--- DIRECTIONS ---
Rewrite the material below, putting "place a pin" in place of every "drop a marker" and leaving everything else unchanged.

--- SUPPLIED MATERIAL ---
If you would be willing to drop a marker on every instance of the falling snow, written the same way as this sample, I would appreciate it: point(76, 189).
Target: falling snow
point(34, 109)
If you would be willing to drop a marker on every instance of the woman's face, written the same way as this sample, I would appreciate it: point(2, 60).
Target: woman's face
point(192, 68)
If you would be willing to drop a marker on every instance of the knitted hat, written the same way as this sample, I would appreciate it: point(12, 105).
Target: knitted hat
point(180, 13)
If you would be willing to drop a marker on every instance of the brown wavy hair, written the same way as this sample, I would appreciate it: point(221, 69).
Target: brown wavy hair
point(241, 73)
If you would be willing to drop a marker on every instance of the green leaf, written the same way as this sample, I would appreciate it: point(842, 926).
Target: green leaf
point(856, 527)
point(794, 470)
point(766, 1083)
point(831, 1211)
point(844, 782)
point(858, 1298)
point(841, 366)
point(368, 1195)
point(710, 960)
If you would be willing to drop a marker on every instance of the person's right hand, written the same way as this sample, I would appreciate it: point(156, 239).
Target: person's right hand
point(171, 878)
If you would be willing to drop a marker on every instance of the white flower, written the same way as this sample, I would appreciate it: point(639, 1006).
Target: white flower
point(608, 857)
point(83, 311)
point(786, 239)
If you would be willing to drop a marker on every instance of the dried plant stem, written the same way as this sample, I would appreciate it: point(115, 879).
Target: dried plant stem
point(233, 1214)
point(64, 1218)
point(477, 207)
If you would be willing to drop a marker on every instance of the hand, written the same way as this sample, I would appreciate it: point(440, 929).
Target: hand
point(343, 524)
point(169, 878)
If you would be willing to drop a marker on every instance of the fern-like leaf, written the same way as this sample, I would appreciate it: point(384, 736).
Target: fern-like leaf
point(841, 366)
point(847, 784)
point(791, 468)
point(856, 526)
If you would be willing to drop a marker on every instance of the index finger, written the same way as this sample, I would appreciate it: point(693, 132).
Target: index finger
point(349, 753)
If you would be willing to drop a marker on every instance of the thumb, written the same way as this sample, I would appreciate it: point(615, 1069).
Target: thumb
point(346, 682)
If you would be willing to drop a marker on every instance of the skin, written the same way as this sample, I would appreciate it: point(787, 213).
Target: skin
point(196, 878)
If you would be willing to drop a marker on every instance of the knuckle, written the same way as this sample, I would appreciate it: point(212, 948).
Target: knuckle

--- COMPLETE ANSWER ---
If you would be willing to place a pin on every instance of the falling snow, written the same way as this sample, I would appreciate it: point(76, 189).
Target: falling snow
point(34, 109)
If you would be willing to place a pin on every instance of the woman's face, written the same way as this sample, I would appreciate it: point(2, 60).
Target: woman's face
point(192, 68)
If you would be willing to place a pin on every instance of the knitted hat, written the same way as this sample, I would appreciate it: point(12, 105).
Target: knitted hat
point(180, 13)
If you would be willing to place a pin on every instance of the brown wavy hair, written the same way as this sample, I would appreciate it: point(221, 69).
Target: brown wavy hair
point(241, 73)
If you would be willing to place a pin on every instance of the green leaf, written the same way as this sample, I would appreciate it: point(842, 926).
Target: green leaf
point(856, 527)
point(794, 470)
point(766, 1083)
point(831, 1211)
point(844, 782)
point(858, 1298)
point(841, 366)
point(368, 1195)
point(710, 960)
If you would be willing to place a pin on every instance of the person's right hand, written the same way as this sample, I would appreciate it: point(156, 239).
Target: person's right hand
point(171, 878)
If you would be willing to place a pin on every instance of the white flower, written the same way as this sample, I would appreciate it: point(639, 1006).
Target: white flower
point(608, 857)
point(83, 311)
point(786, 239)
If you would be willing to place a pin on every instance of the dried plant stem, written the same way as this sample, I would appreciate it: point(115, 879).
Target: dried plant stem
point(233, 1214)
point(64, 1218)
point(477, 207)
If you would be willing to place a pin on every instance of the hand, written the same way as this sample, I would appreciate it: point(440, 929).
Target: hand
point(343, 524)
point(169, 878)
If you would be willing to place a pin on every instance of the fern-like leaf, written the same way as this sample, I would appreciate it: point(384, 736).
Target: fern-like leaf
point(841, 366)
point(847, 784)
point(791, 468)
point(856, 526)
If you would be willing to place a pin on every instance of the index finger, written the same way as this sample, I would appreciate it: point(693, 132).
Target: index finger
point(349, 753)
If you would be willing to place a pin on every instance of the thumb, written the same way as this sample, I would appreciate it: point(615, 1069).
Target: thumb
point(346, 682)
If you would be willing to place a pin on every instance of the skin, written the same way as this sample, I would appreciate it: point(787, 213).
Target: skin
point(196, 878)
If you would be willing to place a pin on every instance of the knuckle, written the same way as this sample, I would appreciate it: point(212, 948).
Target: knuckle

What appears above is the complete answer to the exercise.